§ **Task statement**
Starting at the line that contains "of the blue" and ending at the line that contains "69), (57, 136)]", write out those entries again in full, scaling the point coordinates in the answers by 2.35 and rounding each to a whole number, with halves going up. Leave all other wording and numbers, including the sample coordinates, unchanged.

§ **Dataset content**
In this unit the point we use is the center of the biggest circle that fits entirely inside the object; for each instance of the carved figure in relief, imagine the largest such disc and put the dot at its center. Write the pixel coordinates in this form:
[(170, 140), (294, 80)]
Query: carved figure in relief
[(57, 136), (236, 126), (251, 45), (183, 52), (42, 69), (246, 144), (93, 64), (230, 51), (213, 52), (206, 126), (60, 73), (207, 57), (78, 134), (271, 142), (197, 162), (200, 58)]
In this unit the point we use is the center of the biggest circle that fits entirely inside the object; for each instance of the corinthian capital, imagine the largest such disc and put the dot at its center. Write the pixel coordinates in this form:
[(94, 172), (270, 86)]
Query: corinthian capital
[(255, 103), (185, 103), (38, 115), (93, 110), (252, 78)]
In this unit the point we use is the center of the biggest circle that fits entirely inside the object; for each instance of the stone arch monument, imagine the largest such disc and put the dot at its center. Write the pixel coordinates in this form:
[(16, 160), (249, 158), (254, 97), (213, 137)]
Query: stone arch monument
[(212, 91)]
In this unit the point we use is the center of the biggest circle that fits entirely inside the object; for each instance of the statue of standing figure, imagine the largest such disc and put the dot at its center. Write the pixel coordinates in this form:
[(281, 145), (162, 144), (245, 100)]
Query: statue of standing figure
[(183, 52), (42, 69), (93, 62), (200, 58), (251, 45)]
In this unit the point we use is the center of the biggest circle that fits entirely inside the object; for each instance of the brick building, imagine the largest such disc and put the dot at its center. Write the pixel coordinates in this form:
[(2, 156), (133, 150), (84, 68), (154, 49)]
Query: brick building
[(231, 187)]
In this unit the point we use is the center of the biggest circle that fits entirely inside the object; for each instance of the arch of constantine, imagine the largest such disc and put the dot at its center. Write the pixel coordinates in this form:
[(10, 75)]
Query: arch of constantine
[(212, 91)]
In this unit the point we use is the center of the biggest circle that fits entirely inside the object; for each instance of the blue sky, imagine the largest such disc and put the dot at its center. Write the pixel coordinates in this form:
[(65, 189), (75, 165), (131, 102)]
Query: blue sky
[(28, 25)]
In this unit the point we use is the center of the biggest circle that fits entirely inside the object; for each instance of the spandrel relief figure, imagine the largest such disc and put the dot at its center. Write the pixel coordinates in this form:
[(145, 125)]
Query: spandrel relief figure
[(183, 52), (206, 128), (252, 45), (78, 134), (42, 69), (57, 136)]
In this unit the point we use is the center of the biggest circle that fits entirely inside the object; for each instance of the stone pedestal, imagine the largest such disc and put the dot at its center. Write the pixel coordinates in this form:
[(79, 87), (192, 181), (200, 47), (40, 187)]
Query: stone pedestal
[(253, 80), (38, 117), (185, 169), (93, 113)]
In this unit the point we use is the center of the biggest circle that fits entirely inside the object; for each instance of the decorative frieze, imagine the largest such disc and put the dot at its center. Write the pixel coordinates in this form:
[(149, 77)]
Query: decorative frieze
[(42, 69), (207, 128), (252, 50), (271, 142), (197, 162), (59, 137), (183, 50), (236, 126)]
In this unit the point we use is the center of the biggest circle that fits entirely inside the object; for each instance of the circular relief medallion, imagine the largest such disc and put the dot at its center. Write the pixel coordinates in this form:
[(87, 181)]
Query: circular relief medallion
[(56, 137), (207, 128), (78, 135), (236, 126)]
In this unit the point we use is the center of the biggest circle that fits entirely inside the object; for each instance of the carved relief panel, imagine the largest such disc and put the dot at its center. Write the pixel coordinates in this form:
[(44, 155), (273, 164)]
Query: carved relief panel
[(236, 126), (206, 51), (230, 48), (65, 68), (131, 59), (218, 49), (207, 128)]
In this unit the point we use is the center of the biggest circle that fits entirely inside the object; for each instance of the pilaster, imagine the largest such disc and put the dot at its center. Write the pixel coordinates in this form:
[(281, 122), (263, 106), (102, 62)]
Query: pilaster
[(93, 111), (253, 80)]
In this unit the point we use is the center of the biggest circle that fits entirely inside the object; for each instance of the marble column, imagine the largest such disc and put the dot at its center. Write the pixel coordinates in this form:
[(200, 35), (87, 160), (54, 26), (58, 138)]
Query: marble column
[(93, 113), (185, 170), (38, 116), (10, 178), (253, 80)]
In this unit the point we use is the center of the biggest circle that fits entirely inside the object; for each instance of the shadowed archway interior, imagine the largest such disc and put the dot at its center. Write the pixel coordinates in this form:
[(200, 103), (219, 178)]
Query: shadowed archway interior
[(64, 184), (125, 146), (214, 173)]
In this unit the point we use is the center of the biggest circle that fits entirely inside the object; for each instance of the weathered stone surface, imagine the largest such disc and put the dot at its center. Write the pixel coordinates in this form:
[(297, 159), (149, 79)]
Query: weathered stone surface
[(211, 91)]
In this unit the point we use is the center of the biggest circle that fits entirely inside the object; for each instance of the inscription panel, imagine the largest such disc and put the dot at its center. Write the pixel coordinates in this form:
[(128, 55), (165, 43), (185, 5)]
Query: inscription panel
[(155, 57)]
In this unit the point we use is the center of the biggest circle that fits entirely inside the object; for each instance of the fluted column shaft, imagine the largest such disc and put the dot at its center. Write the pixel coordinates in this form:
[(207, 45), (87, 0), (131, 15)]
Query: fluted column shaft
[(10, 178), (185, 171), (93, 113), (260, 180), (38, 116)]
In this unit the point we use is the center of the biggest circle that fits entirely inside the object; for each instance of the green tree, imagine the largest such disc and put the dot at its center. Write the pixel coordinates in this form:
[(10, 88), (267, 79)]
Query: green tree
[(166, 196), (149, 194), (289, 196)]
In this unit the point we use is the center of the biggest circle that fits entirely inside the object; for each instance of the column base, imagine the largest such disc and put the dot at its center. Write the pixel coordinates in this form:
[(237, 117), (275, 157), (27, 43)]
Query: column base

§ **Task solution**
In this unit the point we use is the center of the biggest circle that fits entirely inside the object; for each instance of the blue sky, imagine the largest such disc and put the dot at its center. Write the pixel coordinates in this form:
[(65, 189), (75, 165), (131, 102)]
Query: blue sky
[(66, 59)]
In this unit the point we use is the center of the biggest circle that fits entirely inside the object; for each instance of the spandrel relief figure, imagine the largest such disc and put the dot at its center. Write the pixel coordinates in this form:
[(145, 125)]
Query: spandrel relief figure
[(430, 122), (484, 301), (592, 106), (183, 315), (99, 162), (134, 320)]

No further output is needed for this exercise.